* STATED TASK *
Reproduce each record below exactly as written.

* GIVEN INFORMATION *
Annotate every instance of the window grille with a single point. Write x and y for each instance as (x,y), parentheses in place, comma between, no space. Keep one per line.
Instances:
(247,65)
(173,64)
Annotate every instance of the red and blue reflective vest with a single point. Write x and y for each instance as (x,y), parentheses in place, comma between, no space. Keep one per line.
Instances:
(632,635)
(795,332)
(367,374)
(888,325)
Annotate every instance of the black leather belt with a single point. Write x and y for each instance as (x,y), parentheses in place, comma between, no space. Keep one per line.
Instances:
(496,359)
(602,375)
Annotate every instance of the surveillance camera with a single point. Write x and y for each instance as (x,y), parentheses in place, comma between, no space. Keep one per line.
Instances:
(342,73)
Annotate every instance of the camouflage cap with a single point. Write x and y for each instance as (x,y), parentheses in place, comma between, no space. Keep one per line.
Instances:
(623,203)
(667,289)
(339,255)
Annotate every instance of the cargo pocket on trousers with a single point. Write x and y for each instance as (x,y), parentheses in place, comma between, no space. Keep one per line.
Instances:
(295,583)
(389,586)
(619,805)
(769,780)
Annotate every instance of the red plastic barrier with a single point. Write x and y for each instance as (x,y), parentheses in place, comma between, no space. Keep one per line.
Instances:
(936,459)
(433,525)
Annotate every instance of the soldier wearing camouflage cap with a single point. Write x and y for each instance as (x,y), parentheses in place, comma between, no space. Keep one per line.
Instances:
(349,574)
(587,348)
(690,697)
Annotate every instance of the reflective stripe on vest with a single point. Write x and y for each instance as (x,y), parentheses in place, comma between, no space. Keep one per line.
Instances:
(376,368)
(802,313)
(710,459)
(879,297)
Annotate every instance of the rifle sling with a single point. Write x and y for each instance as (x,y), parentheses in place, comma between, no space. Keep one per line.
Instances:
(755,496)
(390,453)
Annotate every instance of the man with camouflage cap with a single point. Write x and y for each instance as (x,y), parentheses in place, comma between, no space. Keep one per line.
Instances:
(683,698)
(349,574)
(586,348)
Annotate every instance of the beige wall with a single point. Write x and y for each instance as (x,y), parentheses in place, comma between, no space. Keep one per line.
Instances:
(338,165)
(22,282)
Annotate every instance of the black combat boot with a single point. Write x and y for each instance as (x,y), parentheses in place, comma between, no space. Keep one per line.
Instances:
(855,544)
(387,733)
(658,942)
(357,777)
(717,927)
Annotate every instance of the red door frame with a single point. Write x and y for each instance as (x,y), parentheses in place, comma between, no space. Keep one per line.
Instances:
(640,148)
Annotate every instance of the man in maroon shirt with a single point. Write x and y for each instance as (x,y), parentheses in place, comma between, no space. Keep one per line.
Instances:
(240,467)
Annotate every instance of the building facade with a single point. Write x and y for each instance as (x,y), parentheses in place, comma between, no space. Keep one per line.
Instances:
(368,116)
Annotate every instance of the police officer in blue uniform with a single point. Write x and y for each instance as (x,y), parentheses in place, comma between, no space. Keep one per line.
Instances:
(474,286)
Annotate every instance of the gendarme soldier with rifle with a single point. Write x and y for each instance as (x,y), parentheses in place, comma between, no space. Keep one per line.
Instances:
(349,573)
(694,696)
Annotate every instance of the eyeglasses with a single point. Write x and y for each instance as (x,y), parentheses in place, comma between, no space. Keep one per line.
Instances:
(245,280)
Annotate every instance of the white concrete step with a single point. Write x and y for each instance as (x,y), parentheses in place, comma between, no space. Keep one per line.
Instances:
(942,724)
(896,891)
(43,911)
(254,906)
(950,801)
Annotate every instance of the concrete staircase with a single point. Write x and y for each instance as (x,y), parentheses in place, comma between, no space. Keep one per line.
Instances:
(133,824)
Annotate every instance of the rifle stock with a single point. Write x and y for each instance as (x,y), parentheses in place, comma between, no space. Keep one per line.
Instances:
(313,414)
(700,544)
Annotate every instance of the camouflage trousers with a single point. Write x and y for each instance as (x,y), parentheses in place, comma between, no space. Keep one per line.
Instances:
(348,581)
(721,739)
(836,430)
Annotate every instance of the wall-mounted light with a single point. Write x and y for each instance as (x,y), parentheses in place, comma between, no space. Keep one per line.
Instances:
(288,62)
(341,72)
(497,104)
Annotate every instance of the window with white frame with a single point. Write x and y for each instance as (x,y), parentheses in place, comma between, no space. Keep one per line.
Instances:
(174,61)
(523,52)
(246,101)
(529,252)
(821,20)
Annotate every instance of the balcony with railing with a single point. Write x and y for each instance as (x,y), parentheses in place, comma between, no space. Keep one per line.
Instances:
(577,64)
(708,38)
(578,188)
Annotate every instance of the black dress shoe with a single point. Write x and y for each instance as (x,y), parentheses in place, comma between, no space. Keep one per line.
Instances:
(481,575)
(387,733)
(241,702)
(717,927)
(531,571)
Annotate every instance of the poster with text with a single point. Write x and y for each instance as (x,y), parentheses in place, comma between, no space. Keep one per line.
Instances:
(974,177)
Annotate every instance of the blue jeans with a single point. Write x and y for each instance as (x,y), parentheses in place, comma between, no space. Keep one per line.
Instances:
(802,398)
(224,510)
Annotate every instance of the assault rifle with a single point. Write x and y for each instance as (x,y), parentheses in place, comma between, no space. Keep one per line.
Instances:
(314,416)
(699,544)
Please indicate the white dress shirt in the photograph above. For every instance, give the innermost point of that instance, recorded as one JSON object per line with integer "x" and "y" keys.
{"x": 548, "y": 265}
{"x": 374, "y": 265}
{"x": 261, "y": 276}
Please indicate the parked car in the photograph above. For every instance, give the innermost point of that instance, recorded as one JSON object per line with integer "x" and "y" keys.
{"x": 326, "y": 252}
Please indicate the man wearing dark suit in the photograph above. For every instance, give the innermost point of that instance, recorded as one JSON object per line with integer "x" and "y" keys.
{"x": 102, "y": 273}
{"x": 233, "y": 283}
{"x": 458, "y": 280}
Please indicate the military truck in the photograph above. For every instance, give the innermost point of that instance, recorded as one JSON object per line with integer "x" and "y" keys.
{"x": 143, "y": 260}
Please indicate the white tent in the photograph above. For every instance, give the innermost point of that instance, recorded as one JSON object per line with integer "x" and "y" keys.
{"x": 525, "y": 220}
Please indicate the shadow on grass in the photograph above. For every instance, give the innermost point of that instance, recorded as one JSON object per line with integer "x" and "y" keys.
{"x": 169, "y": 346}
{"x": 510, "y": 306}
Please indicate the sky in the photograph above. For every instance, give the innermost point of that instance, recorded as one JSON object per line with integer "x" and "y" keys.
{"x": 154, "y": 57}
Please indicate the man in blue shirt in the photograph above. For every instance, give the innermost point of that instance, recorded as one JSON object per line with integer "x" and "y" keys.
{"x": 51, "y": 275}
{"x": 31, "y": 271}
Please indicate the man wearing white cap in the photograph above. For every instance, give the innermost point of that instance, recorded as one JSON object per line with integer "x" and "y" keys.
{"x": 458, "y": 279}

* FINAL RESULT *
Annotate every instance of the window grille with a single point. Write x and y for each instance as (x,y), parentheses in place, comma between, no space. Keep one per line.
Instances:
(247,65)
(173,64)
Annotate every instance of the red and blue reflective vest with a single point. Write x and y for each instance as (x,y), parentheses in place, comma between, no space. Keep one per line.
Instances:
(632,635)
(795,332)
(367,374)
(888,325)
Annotate every instance of the black leather belt with a single point. Write x and y for each instance as (x,y), parentheses in place, comma between, no space. Keep one per line.
Instances:
(496,359)
(602,375)
Annotate every instance of the surveillance camera with a single point. Write x and y for each instance as (x,y), parentheses in place, comma between, no space. Keep one per line.
Instances:
(342,73)
Annotate every instance of the camouflage cap with a single point. Write x and y for each instance as (x,y), parentheses in place, comma between, no space. Keep one per line.
Instances:
(623,203)
(667,289)
(339,255)
Annotate every instance of the cargo pocket on trousers with a single point. Write x and y for each instance as (x,y), parentheses in place, comma between, no space. Keep one per line.
Instances:
(295,583)
(389,586)
(619,805)
(769,780)
Annotate every instance of the red plastic barrier with a single point. Write x and y for each instance as (x,y), parentheses in place, comma between, no space. Keep one per line.
Instances:
(936,459)
(433,525)
Annotate every instance of the soldier wearing camouflage cap with a single point. Write x and y for each instance as (x,y), parentheses in place, comma between, no space. Keep one per line.
Instances:
(349,574)
(587,348)
(690,697)
Annotate every instance of the reflective stripe on vest with a single point. Write x and y for each instance as (x,y), parentheses in place, comma between, no space. Keep one per line.
Instances:
(376,368)
(802,313)
(710,459)
(879,297)
Annotate every instance of the rifle sling with a single point. Write x and y for each instance as (x,y), parentheses in place, comma between, no space. Keep one per line.
Instances:
(755,496)
(390,453)
Annotate every instance of the man with camouflage cap with a single point. Write x and y for each instance as (x,y), parentheses in place, comma between, no space. Keep one per line.
Instances:
(683,698)
(349,574)
(586,348)
Annotate every instance of the beige wall with a single point. Write x and y for each instance as (x,y), parentheses in place, comma between, no space. Keep one per line.
Instances:
(338,165)
(22,282)
Annotate every instance of the black combat boot with a single point. Write x and y for each instance as (x,y), parentheses in place, comma between, no space. Keep one per line.
Instances:
(855,544)
(387,733)
(658,942)
(357,777)
(717,927)
Annotate every instance of the red door frame with a single point. Write x and y for each instance as (x,y), parentheses in place, comma between, no space. Keep one per line.
Instances:
(640,148)
Annotate every instance of the man in maroon shirt with a single point. Write x and y for each instance as (x,y), parentheses in place, comma between, no space. Keep one per line.
Instances:
(240,467)
Annotate every instance of the building facade with a single point. Write x and y for each instance as (x,y), parentheses in place, comma between, no space. Keep one per line.
Instances:
(368,116)
Annotate every instance of the police officer in blue uniform with a single point. Write x and y for each instance as (x,y), parentheses in place, comma between, no space. Keep one per line.
Instances:
(474,286)
Annotate every instance of the gendarme soldier with rifle with a single point. Write x and y for each instance as (x,y), parentheses in place, comma between, no space. Keep one per line.
Instances:
(349,573)
(694,696)
Annotate every instance of the eyeglasses with a single point. Write x and y for each instance as (x,y), parentheses in place, comma between, no space. Keep one per line.
Instances:
(245,280)
Annotate every instance of the white concrete step with a single point. Write x and y for each instance as (x,y), parentheses in place, comma between, no space. Keep one per line.
Instances:
(942,724)
(896,891)
(43,911)
(254,906)
(950,801)
Annotate every instance of the concrete staircase with a single point. Write x and y for each instance as (x,y), parentheses in place, comma between, no space. Keep one per line.
Instances:
(133,824)
Annotate every instance of the rifle stock with a single point. Write x and y for each instance as (x,y), parentheses in place, comma between, no space. Keep one per line.
Instances:
(313,414)
(700,544)
Annotate every instance of the camouflage trousers with a single point. Write x and y for each instance as (x,y), parentheses in place, comma between, no space. Keep one per line.
Instances:
(348,581)
(721,739)
(836,430)
Annotate every instance of the wall-mounted light with a single point. Write x and y for each instance as (x,y), parentheses in place, comma between, no space. Keep one per line.
Instances:
(288,62)
(341,72)
(497,104)
Annotate every instance of the window with white frame with a single point. Write x and y for each instance as (x,y), parentheses in place, comma between, no space. Keep one per line.
Instances:
(174,61)
(523,52)
(246,101)
(529,252)
(821,20)
Annotate every instance of the balcony with railing with a single point. Write x and y for each instance as (x,y), parentheses in place, comma between, no space. Keep one per line.
Instances:
(577,64)
(708,38)
(578,188)
Annotate every instance of the black dress shoe with a single point. Write x and y for each instance as (x,y), parentheses in place, comma between, no space. Keep one per line.
Instances:
(481,575)
(387,733)
(241,702)
(717,927)
(531,571)
Annotate every instance of the poster with text with a single point. Write x and y for each instance as (x,y), parentheses in place, comma between, no space. Keep one per line.
Instances:
(974,177)
Annotate every instance of the blue jeans with a single point. Write x and y for each instance as (x,y), parentheses in place, comma between, no space. Keep one per line.
Instances:
(802,398)
(224,510)
Annotate every instance of the assault rifle with a single point. Write x and y for each instance as (x,y), parentheses in place, comma between, no space. Keep one per line.
Instances:
(314,416)
(699,544)
Please indicate the white dress shirt in the photograph above. For every instance, give the innermost point of that instance, recorded as one JSON object per line with integer "x" and "y" keys.
{"x": 548, "y": 265}
{"x": 374, "y": 265}
{"x": 261, "y": 276}
Please indicate the parked car in the photograph above. For every instance, give the innermost point of that instance, recorded as one JSON object per line with integer "x" and "y" keys.
{"x": 326, "y": 252}
Please indicate the man wearing dark suit in the photograph above. For every instance, give the innermost point of that instance, recorded as one JSON object per line with integer "x" and "y" keys.
{"x": 102, "y": 273}
{"x": 233, "y": 283}
{"x": 458, "y": 280}
Please indicate the military truck in the photograph above. For every instance, give the innermost point of that instance, recorded as one JSON object per line with integer "x" and "y" keys.
{"x": 143, "y": 260}
Please indicate the white tent in the photograph above. For every instance, give the innermost point of that instance, recorded as one JSON object per line with integer "x" and "y" keys.
{"x": 525, "y": 220}
Please indicate the shadow on grass in the photograph above. For every instance, give the innermost point of that instance, recorded as one JSON object per line with integer "x" and "y" keys.
{"x": 169, "y": 346}
{"x": 510, "y": 306}
Please indicate the sky in the photograph above. For every instance, give the innermost point of that instance, recorded as one JSON object per line with integer "x" and "y" keys.
{"x": 154, "y": 57}
Please indicate the man in blue shirt in the photograph above. For every instance, give the innermost point of that instance, recorded as one JSON object per line with integer "x" and "y" keys.
{"x": 51, "y": 275}
{"x": 31, "y": 271}
Please indicate the man wearing white cap in the photograph above. For every instance, give the innermost point of that instance, recorded as one JSON object per line with integer "x" and "y" keys.
{"x": 458, "y": 279}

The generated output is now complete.